* Reading text:
ALICE GUY’ S DAUGHTERS
Reimagining a history of film
3/26 NOV, Antiguo Hospital de Santa María la Rica (C/Santa María la Rica, 3)
The history of film is a story like so many others of sexual discrimination. Since the birth of cinema, the pioneering filmmaker Alice Guy Blaché (1873-1968) was a victim of that omission perpetrated against the artistic work of women. Guy was a contemporary of major figures such as the Lumière brothers and George Méliès, and filmed the first fictional narrative in history in 1896, before all of them. However, despite founding various production companies and directing more than 1,000 short films -she was a decisive influence on renowned directors such as Alfred Hitchcock-, most of her work disappeared and her name was deleted from the official history, almost to this day.
Her case could apply to many other women directors, producers, scriptwriters and editors, who began to work from the birth of this new art form without their efforts even being given their due: from the classicism of Dorothy Azner or the film noir of Ida Lupino in Hollywood, through the French fantastique of Musidora, to the avant-garde viewpoint of Aleksandra Khokhlova in Russia, the scripts of Pu Shunqing in China and, to return to Spain, the films of Helena Cortesina and Rosario Pi.
At alcine, we have decided to join the fight to recover the legacy of all those women, and to return them to their rightful place. In cooperation with a group of film illustrators and writers, we have set out to imagine what the history of film would have been like if women such as Guy and her contemporaries had had the influence they deserved in an industry in which women and men worked on a level playing field.

* Listed entries:
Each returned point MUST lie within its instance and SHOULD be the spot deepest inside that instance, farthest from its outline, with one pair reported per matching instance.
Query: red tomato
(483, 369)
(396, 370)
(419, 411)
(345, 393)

* Exercise instructions:
1. In the Alice Guy text, in what year did Guy film the first fictional narrative in history?
2. Reproduce the passage of the Alice Guy text between "The history of film is" and "to this day.", inclusive.
3. Rewrite the paragraph of the Alice Guy text beginning "Her case could apply" as a brief list that keeps its main facts.

* Outputs in order:
1. 1896

2.
The history of film is a story like so many others of sexual discrimination. Since the birth of cinema, the pioneering filmmaker Alice Guy Blaché (1873-1968) was a victim of that omission perpetrated against the artistic work of women. Guy was a contemporary of major figures such as the Lumière brothers and George Méliès, and filmed the first fictional narrative in history in 1896, before all of them. However, despite founding various production companies and directing more than 1,000 short films -she was a decisive influence on renowned directors such as Alfred Hitchcock-, most of her work disappeared and her name was deleted from the official history, almost to this day.

3.
Guy's case could apply to many other women directors, producers, scriptwriters and editors whose work since cinema's birth went unrecognized, including:
- Dorothy Azner (classicism) and Ida Lupino (film noir) in Hollywood
- Musidora (French fantastique)
- Aleksandra Khokhlova (avant-garde viewpoint) in Russia
- Pu Shunqing (scripts) in China
- Helena Cortesina and Rosario Pi (films) in Spain